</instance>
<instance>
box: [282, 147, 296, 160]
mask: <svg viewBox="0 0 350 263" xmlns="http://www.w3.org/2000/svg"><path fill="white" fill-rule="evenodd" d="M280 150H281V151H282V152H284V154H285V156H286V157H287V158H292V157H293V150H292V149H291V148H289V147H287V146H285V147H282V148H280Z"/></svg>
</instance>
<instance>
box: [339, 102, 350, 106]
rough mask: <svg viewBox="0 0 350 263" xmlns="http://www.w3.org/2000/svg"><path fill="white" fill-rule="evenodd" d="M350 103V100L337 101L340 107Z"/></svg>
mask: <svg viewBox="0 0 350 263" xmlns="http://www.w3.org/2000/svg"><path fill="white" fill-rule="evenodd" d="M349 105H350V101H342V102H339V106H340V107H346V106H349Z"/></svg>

---------------

#### Task to complete
Now that the records have been shown, restate each one word for word.

#### Task response
</instance>
<instance>
box: [282, 147, 296, 160]
mask: <svg viewBox="0 0 350 263" xmlns="http://www.w3.org/2000/svg"><path fill="white" fill-rule="evenodd" d="M280 150H281V151H282V152H284V154H285V156H286V157H287V158H292V157H293V150H292V149H291V148H289V147H287V146H285V147H282V148H280Z"/></svg>
</instance>
<instance>
box: [339, 102, 350, 106]
rough mask: <svg viewBox="0 0 350 263" xmlns="http://www.w3.org/2000/svg"><path fill="white" fill-rule="evenodd" d="M350 103V100L337 101L340 107Z"/></svg>
mask: <svg viewBox="0 0 350 263" xmlns="http://www.w3.org/2000/svg"><path fill="white" fill-rule="evenodd" d="M349 105H350V101H342V102H339V106H340V107H346V106H349Z"/></svg>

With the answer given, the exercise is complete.